— start of INFORMATION GIVEN —
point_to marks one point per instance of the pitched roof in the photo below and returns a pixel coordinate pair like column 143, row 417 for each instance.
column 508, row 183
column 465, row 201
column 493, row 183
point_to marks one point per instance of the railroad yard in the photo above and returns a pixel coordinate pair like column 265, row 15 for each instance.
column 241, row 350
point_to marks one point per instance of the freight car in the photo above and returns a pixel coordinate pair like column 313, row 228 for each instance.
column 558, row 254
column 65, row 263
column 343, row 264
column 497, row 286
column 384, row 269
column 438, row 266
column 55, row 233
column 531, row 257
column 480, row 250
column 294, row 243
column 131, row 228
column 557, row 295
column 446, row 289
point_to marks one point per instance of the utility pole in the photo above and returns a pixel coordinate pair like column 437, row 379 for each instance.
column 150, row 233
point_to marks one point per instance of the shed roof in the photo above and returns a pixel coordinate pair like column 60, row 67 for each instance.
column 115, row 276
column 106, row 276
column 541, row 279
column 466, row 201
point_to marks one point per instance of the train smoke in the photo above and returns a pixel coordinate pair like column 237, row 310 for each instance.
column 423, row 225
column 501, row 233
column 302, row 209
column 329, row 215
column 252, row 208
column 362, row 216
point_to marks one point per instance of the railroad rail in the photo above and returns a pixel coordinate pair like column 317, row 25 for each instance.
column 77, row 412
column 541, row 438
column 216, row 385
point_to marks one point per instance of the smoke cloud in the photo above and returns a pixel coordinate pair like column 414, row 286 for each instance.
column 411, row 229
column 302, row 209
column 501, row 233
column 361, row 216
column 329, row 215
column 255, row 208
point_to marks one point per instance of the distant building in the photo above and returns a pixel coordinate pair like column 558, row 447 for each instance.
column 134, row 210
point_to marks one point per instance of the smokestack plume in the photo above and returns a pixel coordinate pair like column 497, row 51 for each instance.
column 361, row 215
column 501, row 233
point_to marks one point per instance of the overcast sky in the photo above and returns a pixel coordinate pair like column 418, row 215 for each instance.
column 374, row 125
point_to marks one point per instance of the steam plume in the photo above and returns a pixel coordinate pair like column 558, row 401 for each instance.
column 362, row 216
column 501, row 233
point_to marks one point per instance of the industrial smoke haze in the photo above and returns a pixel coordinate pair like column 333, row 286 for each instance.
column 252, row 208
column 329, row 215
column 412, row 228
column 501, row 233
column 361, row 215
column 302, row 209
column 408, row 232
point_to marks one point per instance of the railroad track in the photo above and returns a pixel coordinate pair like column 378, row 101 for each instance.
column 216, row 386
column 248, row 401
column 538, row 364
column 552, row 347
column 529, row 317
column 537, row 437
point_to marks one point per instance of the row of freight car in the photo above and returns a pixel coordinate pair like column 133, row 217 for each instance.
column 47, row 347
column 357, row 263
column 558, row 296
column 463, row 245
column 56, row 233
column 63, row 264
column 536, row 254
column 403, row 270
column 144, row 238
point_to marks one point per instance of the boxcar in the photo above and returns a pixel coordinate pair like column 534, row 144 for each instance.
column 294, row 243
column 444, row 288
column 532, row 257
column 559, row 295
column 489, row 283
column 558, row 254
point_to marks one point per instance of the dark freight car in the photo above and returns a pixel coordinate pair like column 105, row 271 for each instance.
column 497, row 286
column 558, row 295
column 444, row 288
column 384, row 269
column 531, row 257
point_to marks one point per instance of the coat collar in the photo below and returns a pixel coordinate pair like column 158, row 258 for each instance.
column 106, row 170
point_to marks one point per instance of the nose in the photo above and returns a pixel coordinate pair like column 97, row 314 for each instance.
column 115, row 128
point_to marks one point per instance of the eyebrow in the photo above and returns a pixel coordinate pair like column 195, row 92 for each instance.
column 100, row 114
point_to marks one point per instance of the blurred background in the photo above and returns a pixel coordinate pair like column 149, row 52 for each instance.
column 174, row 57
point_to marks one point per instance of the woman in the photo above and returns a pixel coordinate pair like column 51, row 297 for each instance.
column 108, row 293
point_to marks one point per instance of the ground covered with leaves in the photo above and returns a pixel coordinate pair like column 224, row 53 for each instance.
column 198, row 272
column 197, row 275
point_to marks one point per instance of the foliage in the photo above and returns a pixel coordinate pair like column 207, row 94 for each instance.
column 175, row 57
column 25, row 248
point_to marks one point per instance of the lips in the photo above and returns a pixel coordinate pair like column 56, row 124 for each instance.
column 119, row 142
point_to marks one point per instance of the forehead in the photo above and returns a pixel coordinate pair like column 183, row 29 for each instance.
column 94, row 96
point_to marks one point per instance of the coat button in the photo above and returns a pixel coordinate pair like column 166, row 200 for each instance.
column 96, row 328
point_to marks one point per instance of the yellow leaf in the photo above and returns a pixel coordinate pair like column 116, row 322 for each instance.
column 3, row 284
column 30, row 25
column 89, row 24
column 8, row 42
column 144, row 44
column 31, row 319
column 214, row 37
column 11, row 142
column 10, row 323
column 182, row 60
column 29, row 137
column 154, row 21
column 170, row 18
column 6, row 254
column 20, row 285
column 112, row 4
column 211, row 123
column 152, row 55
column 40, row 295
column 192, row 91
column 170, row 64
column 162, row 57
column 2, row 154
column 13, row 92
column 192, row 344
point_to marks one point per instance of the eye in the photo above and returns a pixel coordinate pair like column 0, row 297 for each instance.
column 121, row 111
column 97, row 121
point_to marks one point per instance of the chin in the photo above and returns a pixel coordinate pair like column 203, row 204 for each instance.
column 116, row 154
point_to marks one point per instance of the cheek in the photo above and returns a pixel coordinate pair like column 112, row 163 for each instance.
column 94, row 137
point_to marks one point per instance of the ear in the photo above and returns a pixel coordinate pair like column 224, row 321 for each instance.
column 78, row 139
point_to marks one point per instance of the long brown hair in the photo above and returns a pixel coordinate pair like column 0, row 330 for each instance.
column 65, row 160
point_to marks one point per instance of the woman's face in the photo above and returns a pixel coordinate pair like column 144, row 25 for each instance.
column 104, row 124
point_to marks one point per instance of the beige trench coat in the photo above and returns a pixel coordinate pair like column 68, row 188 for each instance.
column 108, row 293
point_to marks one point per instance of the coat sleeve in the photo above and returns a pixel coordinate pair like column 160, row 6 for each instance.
— end of INFORMATION GIVEN —
* **THE TASK**: Quote all the records exactly, please, leaving none out.

* **TASK RESULT**:
point_to marks one point per instance of the pitched roof in the photo below and returns a pixel coordinate pair like column 143, row 417 for each instance.
column 508, row 183
column 465, row 201
column 493, row 183
point_to marks one point per instance of the railroad yard in the photo above and returns a pixel coordinate pair like column 265, row 15 for each instance.
column 241, row 350
point_to marks one point per instance of the freight car in the photo above and returns a pixel coordinate pair like column 313, row 228 for each instance.
column 558, row 254
column 65, row 263
column 343, row 264
column 497, row 286
column 384, row 269
column 438, row 266
column 55, row 233
column 531, row 257
column 480, row 250
column 294, row 243
column 131, row 228
column 557, row 295
column 446, row 289
point_to marks one point per instance of the utility pole in the photo above and returns a pixel coordinate pair like column 437, row 379 for each instance.
column 150, row 233
point_to marks one point per instance of the shed roof in the photo above and returns a pixel coordinate pair like column 60, row 67 for each instance.
column 115, row 276
column 106, row 276
column 541, row 279
column 466, row 201
point_to marks one point per instance of the train smoke in the photo above and returns a pixel coordinate pair like column 237, row 310 for each instance.
column 423, row 225
column 501, row 233
column 302, row 209
column 329, row 215
column 252, row 208
column 362, row 216
point_to marks one point per instance of the railroad rail in the photo above and returns a pixel coordinate pair like column 317, row 25 for each instance.
column 77, row 412
column 541, row 438
column 216, row 385
point_to marks one point per instance of the smoke cloud in the photo above and returns a pixel coordinate pair like column 414, row 286 for each instance.
column 411, row 229
column 302, row 209
column 501, row 233
column 361, row 216
column 329, row 215
column 255, row 208
point_to marks one point per instance of the distant building in the photo above and returns a pixel coordinate pair like column 558, row 447 for each instance.
column 134, row 210
point_to marks one point per instance of the smokestack plume in the photo above and returns a pixel coordinate pair like column 497, row 51 for each instance.
column 361, row 215
column 501, row 233
point_to marks one point per instance of the overcast sky in the photo above and returns a pixel coordinate pair like column 418, row 215 for each instance.
column 374, row 125
point_to marks one point per instance of the steam plume in the photo above and returns a pixel coordinate pair like column 558, row 401 for each instance.
column 362, row 216
column 501, row 233
point_to marks one point per instance of the industrial smoke haze in the photo above and returns a pixel coordinate pair like column 333, row 286 for each instance.
column 252, row 208
column 329, row 215
column 412, row 228
column 501, row 233
column 361, row 215
column 302, row 209
column 408, row 232
point_to marks one point per instance of the railroad track in the photo above and returns a pixel coordinate pair like column 378, row 101 for each instance.
column 216, row 386
column 248, row 401
column 538, row 364
column 552, row 347
column 529, row 317
column 537, row 437
point_to marks one point per instance of the row of freight car in the photo above and returns a pixel coordinate pair like column 133, row 217 for each instance.
column 47, row 347
column 357, row 263
column 558, row 296
column 463, row 245
column 56, row 233
column 63, row 264
column 536, row 254
column 403, row 270
column 144, row 238
point_to marks one point per instance of the boxcar in the photo above and returns a pixel coordinate pair like column 534, row 144 for each instance.
column 294, row 243
column 444, row 288
column 532, row 257
column 559, row 295
column 489, row 283
column 558, row 254
point_to marks one point per instance of the dark freight car in the photo above and returns a pixel coordinate pair like column 105, row 271 for each instance.
column 497, row 286
column 558, row 295
column 444, row 288
column 384, row 269
column 531, row 257
point_to marks one point per instance of the coat collar in the photo below and returns a pixel coordinate pair like column 158, row 258 for each instance.
column 106, row 170
point_to marks one point per instance of the nose in the photo above and returns a pixel coordinate pair like column 97, row 314 for each instance.
column 115, row 128
point_to marks one point per instance of the eyebrow in the photo above and returns a pixel coordinate pair like column 195, row 92 for each instance.
column 100, row 114
point_to marks one point per instance of the blurred background in the photo above and returns a pixel coordinate pair like column 149, row 52 for each instance.
column 174, row 57
point_to marks one point per instance of the woman in the photo above and returns a pixel coordinate pair like column 51, row 297 for each instance.
column 108, row 293
point_to marks one point per instance of the ground covered with leaves in the photo above and returns a pixel coordinate pair like column 224, row 53 for each instance.
column 198, row 272
column 197, row 275
point_to marks one point per instance of the foliage in the photo above and returns a pixel coordinate pair like column 207, row 94 for each instance.
column 175, row 57
column 25, row 248
point_to marks one point per instance of the lips in the photo above and returns a pixel coordinate pair like column 56, row 124 for each instance.
column 119, row 142
point_to marks one point per instance of the forehead in the photo above and returns a pixel coordinate pair like column 183, row 29 for each instance.
column 94, row 96
point_to marks one point per instance of the coat button in the photo above and returns a pixel coordinate pair like column 166, row 200 for each instance.
column 96, row 328
point_to marks one point per instance of the yellow leaf in the photo above and returns a pixel coordinate pair like column 116, row 322 for each instance.
column 3, row 284
column 30, row 25
column 89, row 24
column 8, row 42
column 144, row 44
column 31, row 319
column 214, row 37
column 11, row 142
column 10, row 323
column 182, row 60
column 29, row 137
column 154, row 21
column 170, row 18
column 6, row 254
column 20, row 285
column 112, row 4
column 211, row 123
column 152, row 55
column 40, row 295
column 192, row 91
column 170, row 64
column 162, row 57
column 2, row 154
column 13, row 92
column 192, row 344
point_to marks one point per instance of the eye in the photo above and returns a pixel coordinate pair like column 0, row 297 for each instance.
column 121, row 111
column 97, row 121
point_to marks one point per instance of the chin in the photo above and returns a pixel coordinate pair like column 203, row 204 for each instance.
column 116, row 154
point_to marks one point per instance of the cheek in the photo above and returns a pixel coordinate pair like column 112, row 163 for each instance.
column 94, row 137
point_to marks one point per instance of the ear in the photo above and returns a pixel coordinate pair like column 224, row 321 for each instance.
column 78, row 139
point_to marks one point per instance of the long brown hair in the photo above and returns a pixel coordinate pair like column 0, row 330 for each instance.
column 65, row 160
point_to marks one point per instance of the woman's face in the photo above and returns a pixel coordinate pair like column 144, row 25 for each instance.
column 104, row 124
point_to marks one point per instance of the beige trench coat in the photo above and returns a pixel coordinate pair like column 68, row 188 for each instance.
column 108, row 293
point_to marks one point per instance of the coat sleeve in the photo above and returns a pixel coordinate pair like column 160, row 6 for each instance.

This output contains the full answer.